▶ _TASK DESCRIPTION_
Can you reproduce all of the material below, swapping every "indicate" for "mark" and leaving everything else untouched? Omit the pictures from your version.

Begin THE INPUT

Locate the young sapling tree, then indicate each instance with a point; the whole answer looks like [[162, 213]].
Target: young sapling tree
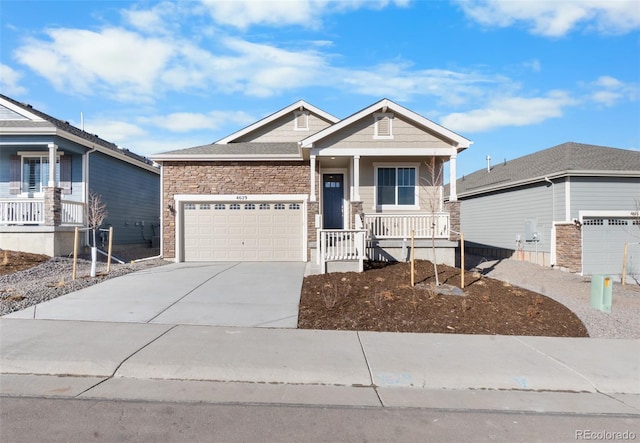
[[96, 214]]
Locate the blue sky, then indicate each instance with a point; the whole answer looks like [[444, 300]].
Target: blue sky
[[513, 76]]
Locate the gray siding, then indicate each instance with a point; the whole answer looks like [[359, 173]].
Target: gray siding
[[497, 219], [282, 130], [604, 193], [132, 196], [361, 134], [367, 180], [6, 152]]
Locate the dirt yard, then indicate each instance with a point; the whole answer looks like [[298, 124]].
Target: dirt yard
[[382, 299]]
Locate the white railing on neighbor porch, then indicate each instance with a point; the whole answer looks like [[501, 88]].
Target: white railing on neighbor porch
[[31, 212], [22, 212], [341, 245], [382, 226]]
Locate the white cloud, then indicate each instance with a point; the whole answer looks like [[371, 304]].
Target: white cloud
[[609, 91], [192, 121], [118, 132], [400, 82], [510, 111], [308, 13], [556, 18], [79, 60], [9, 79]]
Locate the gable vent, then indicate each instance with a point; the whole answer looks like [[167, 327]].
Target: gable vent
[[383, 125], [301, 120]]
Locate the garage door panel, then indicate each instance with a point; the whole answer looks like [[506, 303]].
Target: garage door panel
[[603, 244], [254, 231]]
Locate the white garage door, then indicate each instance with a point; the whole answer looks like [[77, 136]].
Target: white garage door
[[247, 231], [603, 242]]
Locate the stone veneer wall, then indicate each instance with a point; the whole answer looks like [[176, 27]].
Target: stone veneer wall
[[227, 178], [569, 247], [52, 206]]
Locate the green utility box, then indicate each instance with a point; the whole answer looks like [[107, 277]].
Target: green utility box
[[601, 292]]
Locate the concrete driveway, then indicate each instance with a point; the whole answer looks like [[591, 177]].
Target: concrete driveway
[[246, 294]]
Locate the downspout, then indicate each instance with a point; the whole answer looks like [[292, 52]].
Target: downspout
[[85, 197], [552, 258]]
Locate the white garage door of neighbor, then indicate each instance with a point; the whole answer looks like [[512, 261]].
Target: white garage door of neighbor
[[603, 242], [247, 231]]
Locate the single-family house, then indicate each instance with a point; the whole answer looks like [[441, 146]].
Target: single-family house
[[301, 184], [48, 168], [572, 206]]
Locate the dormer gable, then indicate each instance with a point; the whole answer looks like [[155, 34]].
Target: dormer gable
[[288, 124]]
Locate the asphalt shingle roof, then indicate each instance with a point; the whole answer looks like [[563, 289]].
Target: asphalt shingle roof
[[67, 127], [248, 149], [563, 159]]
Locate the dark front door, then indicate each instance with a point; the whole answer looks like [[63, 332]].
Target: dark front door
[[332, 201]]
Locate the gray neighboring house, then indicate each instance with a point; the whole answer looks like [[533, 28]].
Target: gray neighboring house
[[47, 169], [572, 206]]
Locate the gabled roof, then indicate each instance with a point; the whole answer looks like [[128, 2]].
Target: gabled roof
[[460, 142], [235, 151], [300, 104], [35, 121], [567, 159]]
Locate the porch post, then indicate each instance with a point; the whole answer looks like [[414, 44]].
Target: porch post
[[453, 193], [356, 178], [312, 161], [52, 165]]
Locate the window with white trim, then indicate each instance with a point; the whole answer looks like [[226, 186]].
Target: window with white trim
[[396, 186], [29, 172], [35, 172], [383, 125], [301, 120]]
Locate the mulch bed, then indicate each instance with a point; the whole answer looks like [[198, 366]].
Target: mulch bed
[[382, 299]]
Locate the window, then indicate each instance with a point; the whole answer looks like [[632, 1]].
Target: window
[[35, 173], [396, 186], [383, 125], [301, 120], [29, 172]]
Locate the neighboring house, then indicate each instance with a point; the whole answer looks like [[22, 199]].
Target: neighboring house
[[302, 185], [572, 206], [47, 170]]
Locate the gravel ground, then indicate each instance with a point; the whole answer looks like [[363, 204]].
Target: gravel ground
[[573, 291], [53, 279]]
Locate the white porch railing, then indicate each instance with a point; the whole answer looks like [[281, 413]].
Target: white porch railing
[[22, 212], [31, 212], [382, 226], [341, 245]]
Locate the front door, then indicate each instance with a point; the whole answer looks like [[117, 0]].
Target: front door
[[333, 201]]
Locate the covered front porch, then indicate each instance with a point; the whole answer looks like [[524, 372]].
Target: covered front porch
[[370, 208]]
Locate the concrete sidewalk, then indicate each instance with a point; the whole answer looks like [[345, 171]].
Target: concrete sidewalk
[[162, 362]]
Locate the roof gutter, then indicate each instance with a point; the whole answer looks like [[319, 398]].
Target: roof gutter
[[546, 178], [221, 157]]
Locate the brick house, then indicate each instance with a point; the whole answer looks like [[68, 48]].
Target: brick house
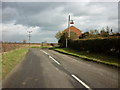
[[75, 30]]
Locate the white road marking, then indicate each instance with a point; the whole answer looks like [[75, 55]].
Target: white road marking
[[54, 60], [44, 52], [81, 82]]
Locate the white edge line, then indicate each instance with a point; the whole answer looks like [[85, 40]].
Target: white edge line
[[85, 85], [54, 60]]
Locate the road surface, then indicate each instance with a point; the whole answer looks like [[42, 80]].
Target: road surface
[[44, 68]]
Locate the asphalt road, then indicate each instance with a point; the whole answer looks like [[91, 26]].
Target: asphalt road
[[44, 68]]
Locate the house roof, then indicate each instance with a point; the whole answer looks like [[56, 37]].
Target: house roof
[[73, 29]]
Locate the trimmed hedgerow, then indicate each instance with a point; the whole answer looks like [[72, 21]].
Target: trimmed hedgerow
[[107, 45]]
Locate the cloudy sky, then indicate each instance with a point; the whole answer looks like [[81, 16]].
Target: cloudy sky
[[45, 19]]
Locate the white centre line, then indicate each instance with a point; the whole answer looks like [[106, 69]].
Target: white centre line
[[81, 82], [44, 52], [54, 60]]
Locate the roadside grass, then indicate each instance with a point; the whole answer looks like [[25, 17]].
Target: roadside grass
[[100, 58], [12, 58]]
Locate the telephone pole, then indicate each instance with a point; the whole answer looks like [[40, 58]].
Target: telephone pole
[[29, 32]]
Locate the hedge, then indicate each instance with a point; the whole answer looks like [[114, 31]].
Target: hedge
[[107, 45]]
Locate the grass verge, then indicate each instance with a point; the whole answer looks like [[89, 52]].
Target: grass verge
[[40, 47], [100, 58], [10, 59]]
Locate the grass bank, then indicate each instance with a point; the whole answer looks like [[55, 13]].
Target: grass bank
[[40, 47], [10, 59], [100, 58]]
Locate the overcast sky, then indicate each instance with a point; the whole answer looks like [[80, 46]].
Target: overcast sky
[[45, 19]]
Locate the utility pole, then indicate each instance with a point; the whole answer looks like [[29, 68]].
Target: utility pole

End THE INPUT

▶ _RESPONSE FOR THIS EXERCISE_
Locate the young sapling tree, then mark each instance with a point; the whole answer looks like [[162, 213]].
Target: young sapling tree
[[96, 214]]
Locate the blue sky, then mark each instance with a point; the whole answer looks like [[444, 300]].
Target: blue sky
[[513, 76]]
Locate the gray siding, then mark each instance with a point; the whole answer looks like [[359, 173]].
Target: gray siding
[[497, 219], [282, 130], [604, 193], [132, 196], [361, 134], [367, 180], [6, 152]]
Locate the dirt yard, then mark each instance with a point; the whole answer looks like [[298, 124]].
Target: dirt yard
[[382, 299]]
Locate the white railing on neighbor porch, then mark each instance with a point; the whole answer looks like [[501, 88]].
Target: white railing on neighbor porch
[[31, 212], [22, 212], [341, 245], [382, 226]]
Locate the white cloud, then mark each instance with a point; the whole answer looks like [[371, 304]].
Target: white cloud
[[609, 91], [192, 121], [118, 132], [400, 82], [510, 111], [308, 13], [556, 18], [79, 60], [9, 79]]
Locate the gable vent, then mark each instance with a point; the whole answer looks like [[167, 327]].
Target: gable vent
[[383, 125], [301, 120]]
Locate the garage door panel, then mark each instance with a point; the whole answer looks like [[506, 303]].
Target: garage door panel
[[603, 244], [254, 231]]
Locate the white garage door, then mark each instance with a point; the whole answer looks like [[77, 136]].
Target: white garage door
[[247, 231], [603, 242]]
Locate the stone veneer wall, then mark each instance with a point; the whole answer looks like [[176, 27]].
Target: stone veneer wall
[[227, 178], [569, 247], [52, 206]]
Locate the green utility box, then mark each instance with a point; the whole answer looks like [[107, 277]].
Target: green utility box
[[601, 292]]
Locate the concrete driveway, then mark each instance with a point; the whole answer looks like [[591, 177]].
Target: concrete driveway
[[246, 294]]
Locate the downspout, then mark each instance with a point; the whole answer looks like [[292, 52]].
Target: downspout
[[85, 197], [552, 258]]
Locate the white garage door of neighbor, then mark each instance with a point; the whole answer looks like [[512, 261]].
Target: white garage door of neighbor
[[603, 242], [247, 231]]
Locate the single-family house, then mark each instance with a point; the whole answer looks like [[441, 146]].
Target: single-family house
[[301, 184], [48, 168], [572, 206]]
Locate the dormer gable, then mark each instance with a point; the whole answer looks like [[155, 34]].
Target: dormer gable
[[288, 124]]
Locate the asphalt shingle roof, then mark each instance with a point; the whole answer looks like [[563, 289]].
Target: asphalt shingle roof
[[67, 127], [248, 149], [563, 159]]
Locate the dark front door, then mark each instance with a point; the whole answer looks like [[63, 332]].
Target: dark front door
[[332, 201]]
Locate the gray neighboring house, then mark each instance with a point; the whole answer looks like [[533, 28]].
Target: gray neighboring house
[[47, 169], [572, 206]]
Locate the gabled roof, then mark each instance with a point; the whole answer looks like [[128, 2]].
Target: gabled roof
[[460, 142], [235, 151], [300, 104], [35, 121], [567, 159]]
Locate the porch post, then mark each instance with a point; the whole answer looks like [[414, 44]].
Target: porch post
[[453, 193], [356, 178], [312, 161], [52, 165]]
Locate the window with white trim, then mark each instance with a point; the whole answer looks like [[226, 186]].
Target: window with white trim
[[396, 186], [29, 172], [35, 172], [383, 125], [301, 120]]
Locate the mulch bed, then mark each instance with a point; the whole answer looks like [[198, 366]].
Target: mulch bed
[[382, 299]]
Locate the window, then mark each instance with a point; the whole answer looks like [[632, 1]].
Target: window
[[35, 173], [396, 186], [383, 125], [301, 120], [29, 172]]
Locate the neighboring house, then mark each instance with a point; the whole answer looks like [[22, 199]].
Target: neighboring house
[[302, 185], [572, 206], [47, 170]]
Locate the gravel ground, then mark each instance with a point; the whole answer looks like [[363, 204]].
Target: gravel ground
[[573, 291], [53, 279]]
Locate the white porch railing, then mark each instance with a point; the whole answer looks like [[281, 413]].
Target: white porch railing
[[22, 212], [31, 212], [382, 226], [341, 245]]
Locate the front door, then mark each instance with a point; the whole answer looks like [[117, 0]].
Target: front door
[[333, 201]]
Locate the covered front porch, then mark each instance with a point; the whole answer looks like [[524, 372]].
Target: covered front porch
[[370, 208]]
Locate the concrete sidewalk, then mark each instance with a point; the whole answer looks like [[345, 171]].
Target: concrete sidewalk
[[162, 362]]
Locate the roof gutter, then mark each instance with a point; the whole answer looks like [[319, 398]].
Target: roof gutter
[[546, 178], [221, 157]]
Locate the brick house, then mark each instance with a point; the whole answer looks like [[68, 48]].
Target: brick house
[[75, 30]]
Locate the white road marking, then mark each instance with a point; the whole answer looks like [[75, 55]].
Target: white road marking
[[54, 60], [44, 52], [81, 82]]
Locate the white edge line, then mark each instance with a point; the whole answer looks like [[85, 40]].
Target: white edge line
[[85, 85], [54, 60]]
Locate the road surface, then mark each instance with a point; the whole answer looks like [[42, 80]].
Target: road surface
[[44, 68]]
Locate the asphalt road, then mark each instance with a point; the whole answer looks like [[91, 26]].
Target: asphalt road
[[44, 68]]
Locate the house roof, then mark each instance with a point; the whole answer looks like [[56, 37]].
Target: house roof
[[73, 29]]
Locate the trimmed hedgerow, then mark each instance with a point; the whole answer looks like [[72, 21]].
Target: trimmed hedgerow
[[107, 45]]
Locate the cloudy sky, then mark each instance with a point; the whole answer looks like [[81, 16]].
Target: cloudy sky
[[45, 19]]
Locate the white centre line, then mark each instance with a point; the whole answer looks like [[106, 69]].
Target: white centre line
[[81, 82], [44, 52], [54, 60]]
Locate the roadside grass, then mark each instance with a point; the whole answer looks like [[25, 17]].
Target: roadside grass
[[100, 58], [12, 58]]
Locate the telephone pole, then mark each instance with a point; the whole answer looks like [[40, 58]].
Target: telephone pole
[[29, 32]]
Locate the hedge, then mark each instance with a point; the whole answer looks like [[114, 31]].
Target: hedge
[[107, 45]]
Locate the grass verge, then mark each instance with a point; the whole answer looks like [[89, 52]].
Target: grass verge
[[40, 47], [100, 58], [10, 59]]
Locate the grass bank, then mark each instance with a point; the whole answer looks like [[55, 13]].
Target: grass bank
[[40, 47], [10, 59], [100, 58]]
Locate the overcast sky, then mark each instance with a point; the whole answer looks like [[80, 46]].
Target: overcast sky
[[45, 19]]
Locate the utility pole, then mark each instance with a point; the whole answer looks like [[29, 68]].
Target: utility pole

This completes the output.